> DOCUMENT:

Details
-
Bug
-
Status: Closed (View Workflow)
-
Major
-
Resolution: Fixed
-
10.1.26
-
2x XEN PV Guest with Debian 9 with a Master/Slave Replication Setup
DB01 Guest Hosted on:
XEN 4.8.4
2x AMD Opteron 6136 (total of 16 Cores)
2x10G Network (LACP)
SSD (4x Enterprise SSD in RAID10 dedicated to this Guest) SAN with 8x10G Network
DB02 Guest Hosted on:
XEN 4.8.3
2x AMD Opteron 6370P (total of 32 Cores)
2x10G Network (LACP)
SSD (4x Enterprise SSD in RAID10 dedicated to this Guest) SAN with 4x10G Network
Each Guest with:
8 vCPU's
32G of RAM
300GB Disk (entire mounted as /)
8GB Swap (mounted from file in /)

> DATA RECORDS:
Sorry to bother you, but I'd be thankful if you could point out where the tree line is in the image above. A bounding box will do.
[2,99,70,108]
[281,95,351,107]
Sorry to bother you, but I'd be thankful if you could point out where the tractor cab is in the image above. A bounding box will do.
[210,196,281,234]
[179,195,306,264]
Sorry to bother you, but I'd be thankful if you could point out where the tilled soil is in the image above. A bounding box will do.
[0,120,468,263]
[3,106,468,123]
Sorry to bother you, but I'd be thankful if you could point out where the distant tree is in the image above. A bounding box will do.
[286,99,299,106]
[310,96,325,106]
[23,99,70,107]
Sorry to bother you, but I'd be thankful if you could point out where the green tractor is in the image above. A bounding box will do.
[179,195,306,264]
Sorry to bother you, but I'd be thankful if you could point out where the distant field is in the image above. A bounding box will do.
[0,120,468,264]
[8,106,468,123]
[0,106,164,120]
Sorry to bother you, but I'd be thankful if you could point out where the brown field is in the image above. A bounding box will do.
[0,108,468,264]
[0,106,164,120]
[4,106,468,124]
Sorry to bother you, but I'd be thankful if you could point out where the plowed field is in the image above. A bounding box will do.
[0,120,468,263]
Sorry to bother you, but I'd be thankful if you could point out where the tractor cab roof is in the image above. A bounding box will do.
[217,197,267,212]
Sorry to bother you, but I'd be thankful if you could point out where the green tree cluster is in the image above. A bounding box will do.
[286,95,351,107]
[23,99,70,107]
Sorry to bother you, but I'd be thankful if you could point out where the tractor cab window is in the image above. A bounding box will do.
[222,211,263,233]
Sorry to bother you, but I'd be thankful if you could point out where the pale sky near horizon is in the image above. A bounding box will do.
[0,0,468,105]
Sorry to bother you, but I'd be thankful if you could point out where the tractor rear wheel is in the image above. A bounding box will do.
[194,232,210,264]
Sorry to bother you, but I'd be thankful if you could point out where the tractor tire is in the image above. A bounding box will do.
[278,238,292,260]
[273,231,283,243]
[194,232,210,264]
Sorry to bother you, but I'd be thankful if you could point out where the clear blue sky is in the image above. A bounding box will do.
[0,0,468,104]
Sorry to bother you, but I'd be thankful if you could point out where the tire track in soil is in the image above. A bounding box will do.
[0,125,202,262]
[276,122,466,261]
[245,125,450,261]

> WHAT TO WORK ON:
1 - List every resource the bug report says each guest has.
2 - Go on with the bug report, starting after its final line.

> RESULTS:
1 -
- 8 vCPU's
- 32G of RAM
- 300GB Disk (entire mounted as /)
- 8GB Swap (mounted from file in /)

2 -
MariaDB 10.1.26 from Debian Repo
~12 Databases with ~150GB disk space used
1 Database with ~700k tables2x XEN PV Guest with Debian 9 with a Master/Slave Replication Setup DB01 Guest Hosted on: XEN 4.8.4 2x AMD Opteron 6136 (total of 16 Cores) 2x10G Network (LACP) SSD (4x Enterprise SSD in RAID10 dedicated to this Guest) SAN with 8x10G Network DB02 Guest Hosted on: XEN 4.8.3 2x AMD Opteron 6370P (total of 32 Cores) 2x10G Network (LACP) SSD (4x Enterprise SSD in RAID10 dedicated to this Guest) SAN with 4x10G Network Each Guest with: 8 vCPU's 32G of RAM 300GB Disk (entire mounted as /) 8GB Swap (mounted from file in /) MariaDB 10.1.26 from Debian Repo ~12 Databases with ~150GB disk space used 1 Database with ~700k tables
Description
Because of privacy reasons I can’t share as much data i’d like to, but hopefully you can help anyway.
To have the whole Story… what happened:
In February 2018 we migrated a customer from a MySQL 5.5 Master/Master to a MariaDB 10.1 Master/Master Setup.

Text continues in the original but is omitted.